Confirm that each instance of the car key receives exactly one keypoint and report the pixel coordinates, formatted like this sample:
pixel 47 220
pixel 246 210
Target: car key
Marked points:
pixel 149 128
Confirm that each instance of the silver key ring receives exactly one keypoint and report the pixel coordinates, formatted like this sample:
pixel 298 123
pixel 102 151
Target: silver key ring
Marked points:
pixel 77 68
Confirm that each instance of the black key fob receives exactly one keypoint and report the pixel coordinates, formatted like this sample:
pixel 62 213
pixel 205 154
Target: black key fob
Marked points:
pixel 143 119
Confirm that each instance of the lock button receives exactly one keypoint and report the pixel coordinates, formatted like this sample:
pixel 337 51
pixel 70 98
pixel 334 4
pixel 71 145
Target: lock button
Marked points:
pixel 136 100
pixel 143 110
- - - - - - -
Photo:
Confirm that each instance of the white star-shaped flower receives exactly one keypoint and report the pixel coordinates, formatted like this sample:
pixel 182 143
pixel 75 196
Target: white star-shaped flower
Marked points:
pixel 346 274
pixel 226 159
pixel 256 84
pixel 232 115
- - - - - - -
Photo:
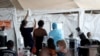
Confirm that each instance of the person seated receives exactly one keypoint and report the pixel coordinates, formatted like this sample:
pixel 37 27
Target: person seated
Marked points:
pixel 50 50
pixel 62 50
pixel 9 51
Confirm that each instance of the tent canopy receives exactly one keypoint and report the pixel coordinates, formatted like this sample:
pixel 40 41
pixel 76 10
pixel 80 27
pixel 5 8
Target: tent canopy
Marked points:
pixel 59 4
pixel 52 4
- - - - - - -
Work task
Give back every line of the listing where the word "coordinates" shows up.

Response to the exercise
Confirm that each instance of the car key receives exactly one keypoint and report the pixel coordinates, formatted like this sample:
Confirm that each instance of the silver key ring receives exactly one keypoint and report the pixel coordinates, formatted like this sample:
Confirm that each instance of the black key fob receives exactly one keypoint and report the pixel coordinates, formatted like this sample:
Confirm that each instance of the lock button receives exactly one keypoint and report the pixel coordinates, formatted like this sample:
Confirm that each instance of the white star-shaped flower receives exactly one keypoint and report the pixel coordinates, formatted like this sample:
Confirm that each instance of the person seated receives exactly one keypoint and report the pixel coordinates, formatted like this sample:
Confirm that each instance of the tent canopy receives exactly one keypoint and report the pixel coordinates, formatted like this sample:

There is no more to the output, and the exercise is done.